Copy word for word the records below, from the line containing "Where can the wooden" through the last line of the records, including both.

--- Start of Available data ---

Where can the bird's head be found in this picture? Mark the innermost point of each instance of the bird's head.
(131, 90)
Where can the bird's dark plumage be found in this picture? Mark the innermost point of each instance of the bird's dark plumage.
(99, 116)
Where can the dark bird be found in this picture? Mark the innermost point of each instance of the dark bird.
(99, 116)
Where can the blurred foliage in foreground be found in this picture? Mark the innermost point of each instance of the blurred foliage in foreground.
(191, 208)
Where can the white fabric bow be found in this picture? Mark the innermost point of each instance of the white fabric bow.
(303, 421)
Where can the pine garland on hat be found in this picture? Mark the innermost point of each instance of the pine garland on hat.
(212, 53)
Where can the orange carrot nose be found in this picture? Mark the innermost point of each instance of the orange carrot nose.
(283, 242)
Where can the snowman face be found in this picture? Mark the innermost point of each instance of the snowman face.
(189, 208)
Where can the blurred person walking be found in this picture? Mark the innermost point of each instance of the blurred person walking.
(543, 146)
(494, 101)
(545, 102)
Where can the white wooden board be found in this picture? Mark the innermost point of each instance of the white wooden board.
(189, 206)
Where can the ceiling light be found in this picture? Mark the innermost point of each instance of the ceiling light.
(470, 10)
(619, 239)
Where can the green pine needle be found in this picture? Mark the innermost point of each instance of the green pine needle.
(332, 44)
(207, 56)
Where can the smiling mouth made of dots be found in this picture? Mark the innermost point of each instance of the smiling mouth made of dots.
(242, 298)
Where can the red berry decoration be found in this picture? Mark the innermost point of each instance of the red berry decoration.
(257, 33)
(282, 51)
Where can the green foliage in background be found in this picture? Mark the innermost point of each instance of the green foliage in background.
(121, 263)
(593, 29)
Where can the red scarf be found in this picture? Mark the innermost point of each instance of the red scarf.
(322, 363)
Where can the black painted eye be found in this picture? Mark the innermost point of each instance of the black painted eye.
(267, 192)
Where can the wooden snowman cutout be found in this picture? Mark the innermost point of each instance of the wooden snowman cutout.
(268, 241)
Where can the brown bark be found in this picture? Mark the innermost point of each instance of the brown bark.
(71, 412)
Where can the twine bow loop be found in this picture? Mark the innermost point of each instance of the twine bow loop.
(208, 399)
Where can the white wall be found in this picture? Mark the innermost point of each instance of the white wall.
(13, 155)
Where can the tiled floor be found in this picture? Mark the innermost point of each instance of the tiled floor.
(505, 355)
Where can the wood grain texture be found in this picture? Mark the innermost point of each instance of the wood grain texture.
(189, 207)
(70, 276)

--- End of Available data ---

## Exercise answer:
Where can the wooden snowman cutout be found in this picture? Mark the innermost point of each instance of the wooden snowman cutout.
(268, 241)
Where can the brown bark be found in this picture? Mark the innermost point of each instance of the brown bark.
(71, 412)
Where can the twine bow loop be found in this picture? Mark the innermost point of each instance of the twine bow loop.
(208, 399)
Where can the white wall be found in this picture? Mark the innermost point of each instance of the white wall.
(13, 155)
Where can the tiled floor be found in this picture? Mark the innermost point of each instance of the tiled floor.
(505, 355)
Where can the wood grain texture be found in this picture? Mark the innermost point of each instance of the wood grain texture.
(189, 207)
(70, 276)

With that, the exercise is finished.